### TASK
Repeat the listing exactly, minus the pictures.
_____
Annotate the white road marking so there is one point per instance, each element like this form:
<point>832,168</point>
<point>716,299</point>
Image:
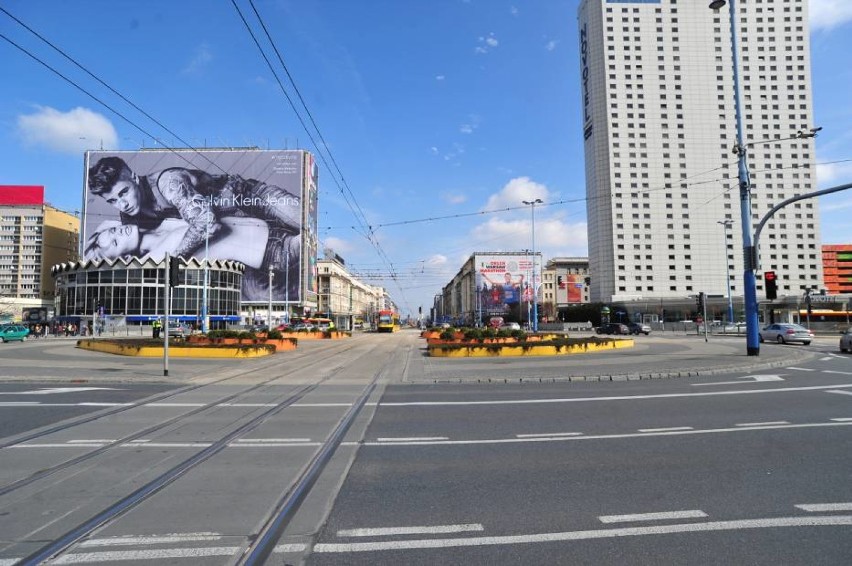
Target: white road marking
<point>547,434</point>
<point>168,445</point>
<point>754,378</point>
<point>293,547</point>
<point>49,445</point>
<point>391,531</point>
<point>273,440</point>
<point>56,390</point>
<point>825,507</point>
<point>273,445</point>
<point>150,554</point>
<point>661,516</point>
<point>412,439</point>
<point>780,522</point>
<point>595,437</point>
<point>611,398</point>
<point>150,539</point>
_____
### YOUR RESPONSE
Annotate the white road marking so there is one point per instance, each element like this form:
<point>832,168</point>
<point>716,299</point>
Image:
Target: white road marking
<point>547,434</point>
<point>168,445</point>
<point>754,378</point>
<point>293,547</point>
<point>49,445</point>
<point>391,531</point>
<point>273,440</point>
<point>56,390</point>
<point>825,507</point>
<point>273,445</point>
<point>150,554</point>
<point>661,516</point>
<point>412,439</point>
<point>780,522</point>
<point>595,437</point>
<point>611,398</point>
<point>150,539</point>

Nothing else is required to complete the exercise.